### [EXERCISE BRIEF]
Render every line of the entries below as a Markdown table with the columns "Row" and "Line," numbering the rows in order and leaving out any blank lines.

[begin DATA ROWS]

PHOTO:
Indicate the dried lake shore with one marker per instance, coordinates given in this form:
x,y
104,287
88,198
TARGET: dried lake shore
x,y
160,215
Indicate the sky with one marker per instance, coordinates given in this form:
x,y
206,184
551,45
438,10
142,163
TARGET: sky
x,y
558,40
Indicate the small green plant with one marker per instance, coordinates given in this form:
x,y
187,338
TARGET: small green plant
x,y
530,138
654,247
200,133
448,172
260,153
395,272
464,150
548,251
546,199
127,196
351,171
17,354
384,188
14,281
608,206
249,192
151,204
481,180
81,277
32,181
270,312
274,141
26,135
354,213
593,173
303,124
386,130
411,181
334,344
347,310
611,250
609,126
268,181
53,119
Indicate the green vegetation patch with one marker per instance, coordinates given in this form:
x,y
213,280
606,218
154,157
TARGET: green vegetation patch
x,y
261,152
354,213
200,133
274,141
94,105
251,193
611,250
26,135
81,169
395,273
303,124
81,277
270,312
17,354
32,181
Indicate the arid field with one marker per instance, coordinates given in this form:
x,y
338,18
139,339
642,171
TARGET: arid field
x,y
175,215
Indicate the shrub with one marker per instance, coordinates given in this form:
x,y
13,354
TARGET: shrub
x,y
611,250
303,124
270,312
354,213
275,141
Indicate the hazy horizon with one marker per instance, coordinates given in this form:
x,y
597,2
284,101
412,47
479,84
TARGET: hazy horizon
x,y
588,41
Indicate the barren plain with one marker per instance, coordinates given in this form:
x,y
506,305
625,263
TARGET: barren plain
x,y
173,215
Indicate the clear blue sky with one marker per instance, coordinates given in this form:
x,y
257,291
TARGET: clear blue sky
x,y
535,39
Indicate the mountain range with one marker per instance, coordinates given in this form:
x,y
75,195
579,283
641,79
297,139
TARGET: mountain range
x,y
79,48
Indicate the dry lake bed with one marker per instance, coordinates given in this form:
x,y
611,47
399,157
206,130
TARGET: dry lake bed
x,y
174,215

[end DATA ROWS]

### [CORRECT RESULT]
| Row | Line |
|---|---|
| 1 | PHOTO: |
| 2 | Indicate the dried lake shore with one marker per instance, coordinates given in this form: |
| 3 | x,y |
| 4 | 104,287 |
| 5 | 88,198 |
| 6 | TARGET: dried lake shore |
| 7 | x,y |
| 8 | 160,215 |
| 9 | Indicate the sky with one marker per instance, coordinates given in this form: |
| 10 | x,y |
| 11 | 206,184 |
| 12 | 551,45 |
| 13 | 438,10 |
| 14 | 142,163 |
| 15 | TARGET: sky |
| 16 | x,y |
| 17 | 558,40 |
| 18 | Indicate the small green plant with one marker per instance, coordinates given in this form: |
| 19 | x,y |
| 20 | 187,338 |
| 21 | TARGET: small green plant |
| 22 | x,y |
| 23 | 530,138 |
| 24 | 654,247 |
| 25 | 200,133 |
| 26 | 448,172 |
| 27 | 260,153 |
| 28 | 395,272 |
| 29 | 464,150 |
| 30 | 548,251 |
| 31 | 546,199 |
| 32 | 127,196 |
| 33 | 351,171 |
| 34 | 17,354 |
| 35 | 384,188 |
| 36 | 14,281 |
| 37 | 608,206 |
| 38 | 249,192 |
| 39 | 151,204 |
| 40 | 481,180 |
| 41 | 81,277 |
| 42 | 32,181 |
| 43 | 270,312 |
| 44 | 274,141 |
| 45 | 26,135 |
| 46 | 354,213 |
| 47 | 593,173 |
| 48 | 303,124 |
| 49 | 386,130 |
| 50 | 411,181 |
| 51 | 334,344 |
| 52 | 347,310 |
| 53 | 611,250 |
| 54 | 609,126 |
| 55 | 268,181 |
| 56 | 53,119 |
| 57 | Indicate the green vegetation patch with one marker per instance, coordinates given in this form: |
| 58 | x,y |
| 59 | 213,280 |
| 60 | 606,218 |
| 61 | 154,157 |
| 62 | TARGET: green vegetation patch |
| 63 | x,y |
| 64 | 261,152 |
| 65 | 354,213 |
| 66 | 200,133 |
| 67 | 274,141 |
| 68 | 94,105 |
| 69 | 251,193 |
| 70 | 611,250 |
| 71 | 26,135 |
| 72 | 81,169 |
| 73 | 395,273 |
| 74 | 303,124 |
| 75 | 81,277 |
| 76 | 270,312 |
| 77 | 17,354 |
| 78 | 32,181 |
| 79 | Indicate the arid field with one marker per instance, coordinates given in this form: |
| 80 | x,y |
| 81 | 338,18 |
| 82 | 139,339 |
| 83 | 642,171 |
| 84 | TARGET: arid field |
| 85 | x,y |
| 86 | 175,215 |
| 87 | Indicate the shrub with one marker per instance, coordinates given in this form: |
| 88 | x,y |
| 89 | 13,354 |
| 90 | TARGET: shrub |
| 91 | x,y |
| 92 | 611,250 |
| 93 | 303,124 |
| 94 | 270,312 |
| 95 | 354,213 |
| 96 | 275,141 |
| 97 | Indicate the hazy horizon with one marker per instance, coordinates given in this form: |
| 98 | x,y |
| 99 | 597,2 |
| 100 | 284,101 |
| 101 | 412,47 |
| 102 | 479,84 |
| 103 | TARGET: hazy horizon |
| 104 | x,y |
| 105 | 588,41 |
| 106 | Indicate the barren plain with one marker per instance, coordinates given in this form: |
| 107 | x,y |
| 108 | 506,305 |
| 109 | 625,263 |
| 110 | TARGET: barren plain |
| 111 | x,y |
| 112 | 173,215 |
| 113 | Indicate the clear blue sky with one marker per instance, coordinates given in this form: |
| 114 | x,y |
| 115 | 257,291 |
| 116 | TARGET: clear blue sky |
| 117 | x,y |
| 118 | 535,39 |
| 119 | Indicate the mountain range with one marker per instance, coordinates given in this form: |
| 120 | x,y |
| 121 | 75,195 |
| 122 | 579,283 |
| 123 | 641,79 |
| 124 | 297,139 |
| 125 | TARGET: mountain range |
| 126 | x,y |
| 127 | 79,48 |
| 128 | Indicate the dry lake bed with one marker per instance, coordinates given in this form: |
| 129 | x,y |
| 130 | 611,47 |
| 131 | 399,157 |
| 132 | 206,130 |
| 133 | TARGET: dry lake bed |
| 134 | x,y |
| 135 | 174,215 |